§ PASSAGE TO READ

--- Begin ---

# Setting hives out



## drlonzo (Apr 15, 2014)

Always a treat to get started early! This week is finally going to start spring for us in WV from the looks of things. Cannot wait to get rid of this white mess on the ground and get some green back in the woods. 

Ian are you like me, so bored that just the thought of spring sets you into gear? lol


----------



## Ian (Jan 16, 2003)

Oh ya, the thought of spring has shifted gears, but not bored, this farm keeps me busy!!  
I gotta get back to finish some of my bee projects before the season starts.


----------



## drlonzo (Apr 15, 2014)

I know that feeling. I've a few of my own that's got to be finished before spring actually pops loose here.


----------



## drlonzo (Apr 15, 2014)

Ian - How long does it take you to set all those hives out into place for the spring?


----------



## Ian (Jan 16, 2003)

drlonzo said:


> Ian - How long does it take you to set all those hives out into place for the spring?


I work three long evenings, setting two or three loads per night. I use to do it all in one shot, working til dawn... but I'm not as motivated anymore LOL


----------



## Allen Martens (Jan 13, 2007)

Yep, if the weather patterns hold the bees should be out before April. Almost no snow on the fields and very little in the bush.

The bees in the wintering shed are getting antsy. Any sign of light and they are heading towards it.


----------



## beepro (Dec 31, 2012)

Ian, how do you know when it is the right time to move them outside?
Are you gauging it on the consistent outside temps or just that no more
snow is coming in mid-March/April?


----------



## BMAC (Jun 23, 2009)

Ian said:


> Oh ya, the thought of spring has shifted gears, but not bored, this farm keeps me busy!!
> I gotta get back to finish some of my bee projects before the season starts.


Yep. Its time to,finish all the equipment proects and be ready for when its time.


----------



## Ian (Jan 16, 2003)

the bees tell you when it's time to move


----------



## beemandan (Dec 5, 2005)

Ian said:


> the bees tell you when it's time to move


I'm betting that is a fact. When the temps in that storage building reach a certain point....those bees better be somewhere else. Once they start flying......they're no longer only heating the cluster.


----------



## Ian (Jan 16, 2003)

The Weather Network tossed in a 16 degreeC day next Sunday... mixed in with the 4,5 and 8 degrees throughout this week. hmmm

Going to have to watch that one as the week goes, and see whats behind it.


----------



## Allen Martens (Jan 13, 2007)

Moved 330 out last night.

Forecast high for Lancaster MN (30 miles south of me) for Sunday is 67 F. Kind had me spooked.

I can live with most of the forecasts for next week except for the Environment Canada one. Hoping they are wrong.


----------



## Vance G (Jan 6, 2011)

Now those bees you are moving out, have they started brooding up? If they were all brooded up that move out could be hard on them I suppose.


----------



## Allen Martens (Jan 13, 2007)

--- End ---

§ GIVEN INFORMATION
--- Begin ---

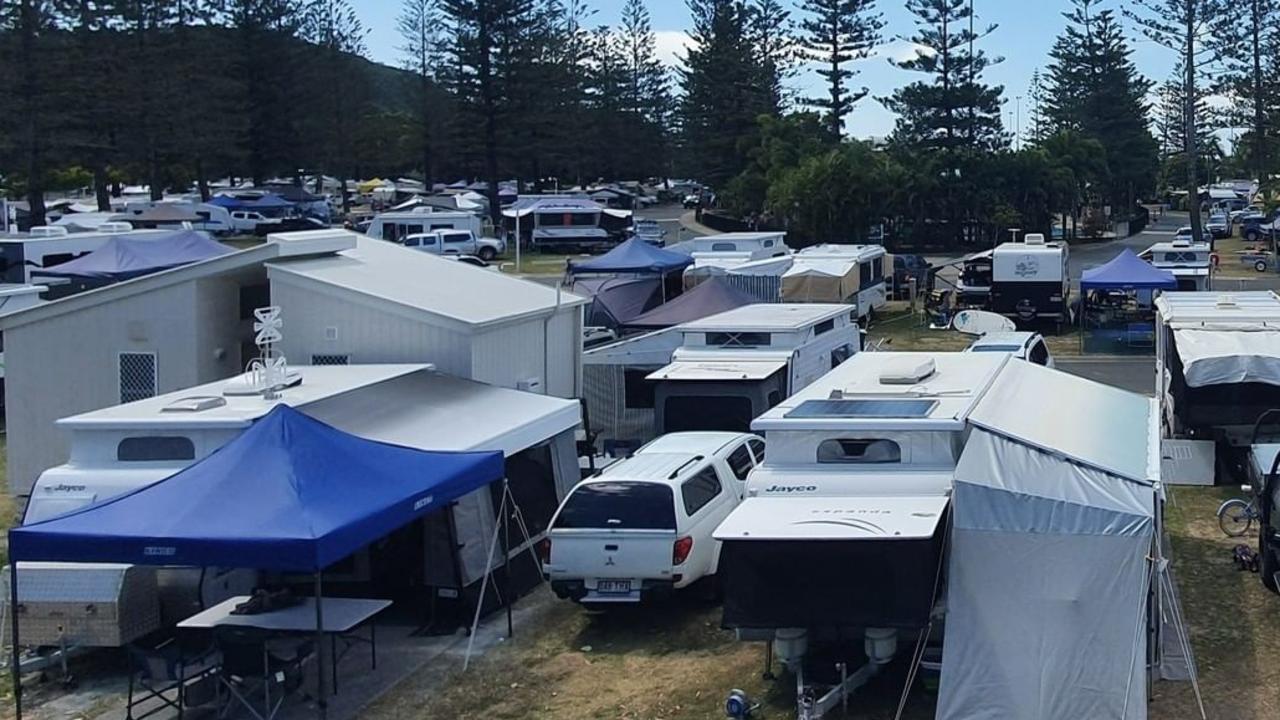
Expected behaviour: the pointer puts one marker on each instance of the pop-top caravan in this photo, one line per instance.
(1031, 281)
(716, 373)
(126, 447)
(1217, 369)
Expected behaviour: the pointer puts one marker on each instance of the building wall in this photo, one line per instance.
(69, 364)
(320, 324)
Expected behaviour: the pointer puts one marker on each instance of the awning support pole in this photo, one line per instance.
(321, 691)
(16, 668)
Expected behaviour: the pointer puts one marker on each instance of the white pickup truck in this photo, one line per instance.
(456, 242)
(644, 525)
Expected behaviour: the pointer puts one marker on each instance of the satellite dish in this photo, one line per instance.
(981, 322)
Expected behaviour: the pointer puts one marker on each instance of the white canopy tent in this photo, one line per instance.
(1054, 554)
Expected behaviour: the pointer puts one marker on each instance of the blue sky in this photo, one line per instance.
(1027, 31)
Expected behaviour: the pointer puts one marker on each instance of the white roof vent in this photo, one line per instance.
(195, 404)
(909, 372)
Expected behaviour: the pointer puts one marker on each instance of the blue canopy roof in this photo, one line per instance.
(288, 493)
(1127, 272)
(128, 256)
(634, 256)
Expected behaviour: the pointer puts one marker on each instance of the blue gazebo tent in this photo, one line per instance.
(1127, 272)
(131, 256)
(291, 493)
(634, 256)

--- End ---

§ PROBLEMS AND TASKS
a. List the usernames of everyone who posts in the thread above about setting hives out.
b. Does each statement agree with the hive thread above? Answer yes or no for each, and quote the words that decide it.
(i) Ian spreads the work over three long evenings.
(ii) Allen Martens reports moving 300 out the night before.
(iii) Lancaster MN lies 30 miles north of Allen Martens.
c. In the hive thread, what forecast high does Allen Martens give for Lancaster MN on Sunday?

§ RESPONSES TO THE TASKS
a. drlonzo, Ian, Allen Martens, beepro, BMAC, beemandan, Vance G

b.
(i) Yes: "I work three long evenings, setting two or three loads per night."
(ii) No: "Moved 330 out last night."
(iii) No: "Forecast high for Lancaster MN (30 miles south of me) for Sunday is 67 F."

c. 67 F